# start of Document text

Basab Mitra: Based on your decades of experience, how has banking transformed over the years? What are the trends that will shape the future of banking?

Nathan Bostock: It’s a long period to summarize, but I’ll pick some of the major items that have influenced banking. First is the influence of technology. CIOs [chief information officers] today will say technology is moving at the fastest rate they’ve ever seen. When I started my career, the center of retail was a branch. Today, you’re most likely getting served using mobile connectivity or a digital backbone, and most of your interactions will be driven by data.

Regulation has had a significant impact, particularly in the United Kingdom but also across the world. Regulation has influenced consolidation and cross-border acquisitions. Both of those have slowed significantly over several years. In the future, consolidation and cross-border consolidation will make a comeback. Regulation has localized banks, but to grow, they’ll need scale, so consolidation naturally has to come back.

# end of Document text

Your tasks
1. In the banking interview, what was the center of retail when Nathan Bostock began his career?
2. Transcribe the stretch of the banking interview from "Nathan Bostock: It’s" through "driven by data.".

# start of Data provided

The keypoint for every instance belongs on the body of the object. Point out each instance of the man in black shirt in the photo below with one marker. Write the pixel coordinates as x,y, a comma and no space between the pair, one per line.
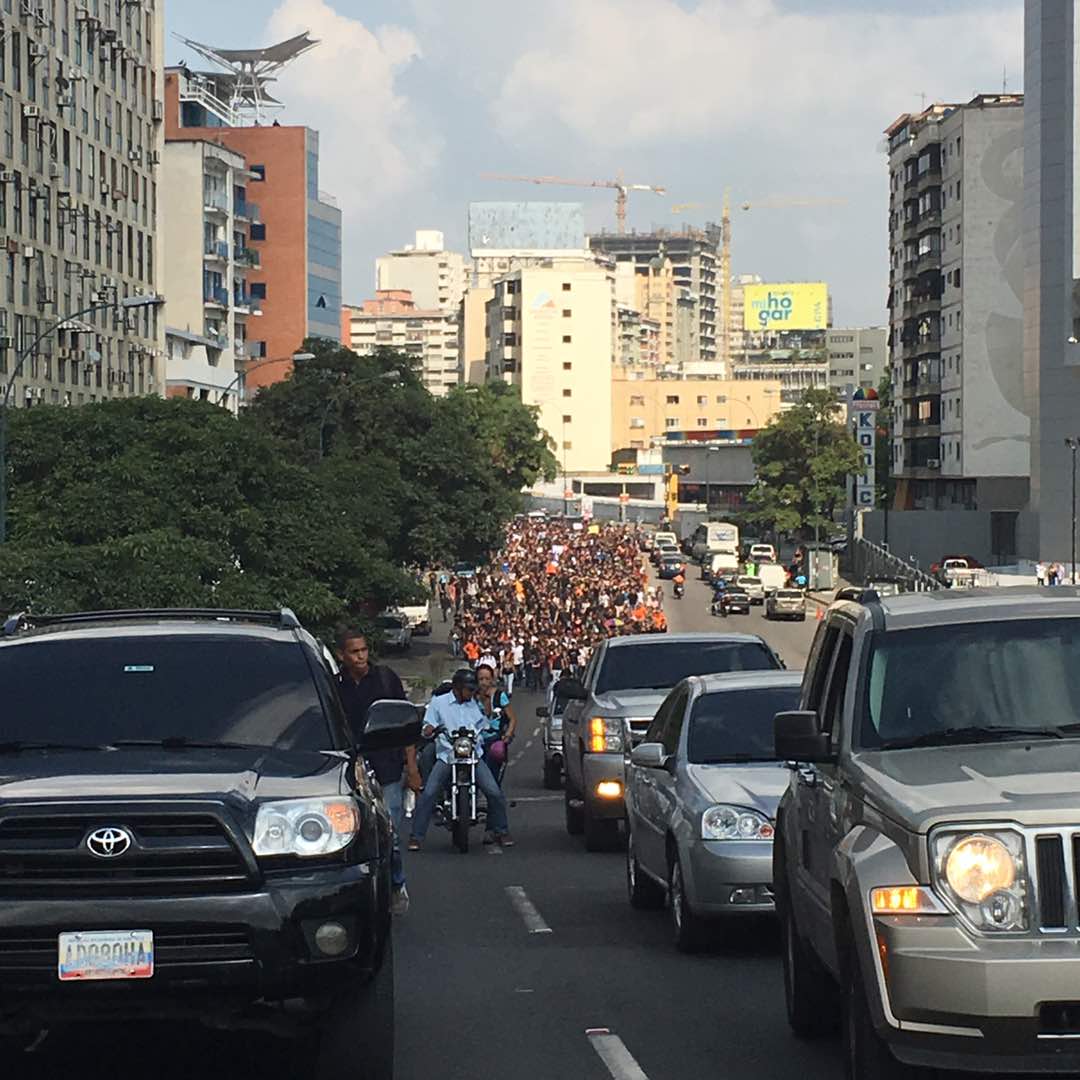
361,684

# end of Data provided

Answers
1. A branch.

2.
Nathan Bostock: It’s a long period to summarize, but I’ll pick some of the major items that have influenced banking. First is the influence of technology. CIOs [chief information officers] today will say technology is moving at the fastest rate they’ve ever seen. When I started my career, the center of retail was a branch. Today, you’re most likely getting served using mobile connectivity or a digital backbone, and most of your interactions will be driven by data.